Goals:
1 - In the essay "The Three Hanky Dance," rewrite the paragraph beginning "As someone noted in my comments" as a short bulleted list that keeps its main points.
2 - According to the essay "The Three Hanky Dance," what should someone who wants a fiendish puzzle do instead of reading fiction?
3 - Quote everything from "Yeah, as if" down to "along the way." in the essay "The Three Hanky Dance."

The Three Hanky Dance

Or how to make your readers cry floods of tears.

Yeah, as if I know that.  Well, I can give you a lot of tips and hints, but in the end I find that though readers do cry at some of my scenes, they also cry at scenes that I never intended as crying points.  However, I’ll try to give you a few tips I’ve hard-earned along the way.

1 – Don’t be afraid to tug on the heart strings.  Believe it or not, readers are not in general reading your shining prose for sparkling language, historical information or a fiendish puzzle.  Oh, some of them might be, but think on it.  The books you remember are not the ones that taught you something or where you learned a new word.  At least not the FICTION books that you remember.  For that you read non-fiction or, for the puzzle, play games.

As someone noted in my comments, a novel is an emotional experience.  (A short story too.)  It’s the closest you can come to experiencing someone else’s life.  (Yes, more than movies.  There you just SEE someone else’s life.)  I suspect as the stigma and brownie points of being seen with a book fade away, you’re going to see more novels succeed that go, unabashedly, for the highs and lows of emotion.

Material:

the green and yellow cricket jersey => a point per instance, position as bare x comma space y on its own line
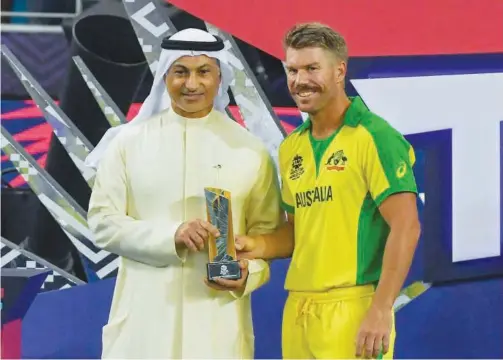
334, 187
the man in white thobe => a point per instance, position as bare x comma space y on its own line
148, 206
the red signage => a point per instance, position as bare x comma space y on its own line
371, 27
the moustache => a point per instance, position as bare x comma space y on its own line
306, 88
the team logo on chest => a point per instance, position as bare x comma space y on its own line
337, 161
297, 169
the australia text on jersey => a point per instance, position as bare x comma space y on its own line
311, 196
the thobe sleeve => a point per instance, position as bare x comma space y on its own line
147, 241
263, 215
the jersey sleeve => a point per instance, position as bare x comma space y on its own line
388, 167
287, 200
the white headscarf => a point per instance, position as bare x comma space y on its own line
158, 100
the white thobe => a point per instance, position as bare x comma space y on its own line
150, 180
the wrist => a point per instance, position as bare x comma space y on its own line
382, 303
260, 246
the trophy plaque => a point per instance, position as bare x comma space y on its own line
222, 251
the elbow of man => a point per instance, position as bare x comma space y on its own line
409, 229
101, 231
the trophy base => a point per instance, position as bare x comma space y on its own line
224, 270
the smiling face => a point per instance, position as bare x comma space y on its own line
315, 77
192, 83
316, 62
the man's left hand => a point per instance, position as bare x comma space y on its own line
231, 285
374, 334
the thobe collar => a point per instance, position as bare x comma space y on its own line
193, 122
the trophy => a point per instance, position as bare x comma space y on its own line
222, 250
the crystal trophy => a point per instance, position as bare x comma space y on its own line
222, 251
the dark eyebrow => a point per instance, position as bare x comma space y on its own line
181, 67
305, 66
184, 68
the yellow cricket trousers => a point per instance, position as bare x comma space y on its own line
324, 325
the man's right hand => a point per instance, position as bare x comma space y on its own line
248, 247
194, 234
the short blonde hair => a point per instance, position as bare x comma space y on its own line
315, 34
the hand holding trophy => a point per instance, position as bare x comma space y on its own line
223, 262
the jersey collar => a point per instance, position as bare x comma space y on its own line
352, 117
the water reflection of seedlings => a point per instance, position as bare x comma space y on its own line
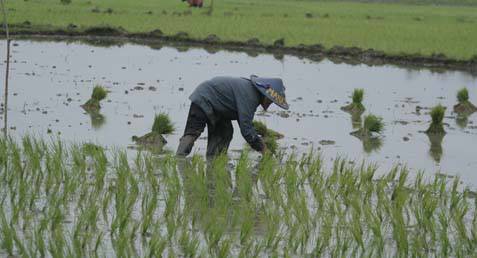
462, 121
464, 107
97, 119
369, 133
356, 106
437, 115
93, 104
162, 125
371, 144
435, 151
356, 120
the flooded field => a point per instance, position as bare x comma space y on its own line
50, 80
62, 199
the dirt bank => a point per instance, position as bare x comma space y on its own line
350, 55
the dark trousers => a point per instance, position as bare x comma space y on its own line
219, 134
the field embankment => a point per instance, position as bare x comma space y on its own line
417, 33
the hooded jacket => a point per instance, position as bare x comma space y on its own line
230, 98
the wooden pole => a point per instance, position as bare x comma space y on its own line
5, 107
...
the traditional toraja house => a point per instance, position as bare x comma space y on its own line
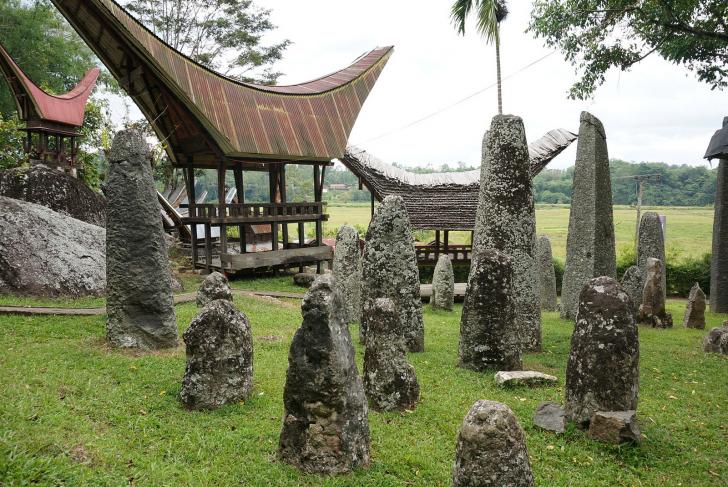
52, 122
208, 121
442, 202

Answers to each task:
1 -
- A novel, and a short story too, is an emotional experience.
- It is the closest one can come to experiencing someone else's life, closer than movies, where one only sees that life.
- As the stigma and brownie points of being seen with a book fade, more novels that openly pursue the highs and lows of emotion are likely to succeed.

2 - Play games.

3 -
Yeah, as if I know that.  Well, I can give you a lot of tips and hints, but in the end I find that though readers do cry at some of my scenes, they also cry at scenes that I never intended as crying points.  However, I’ll try to give you a few tips I’ve hard-earned along the way.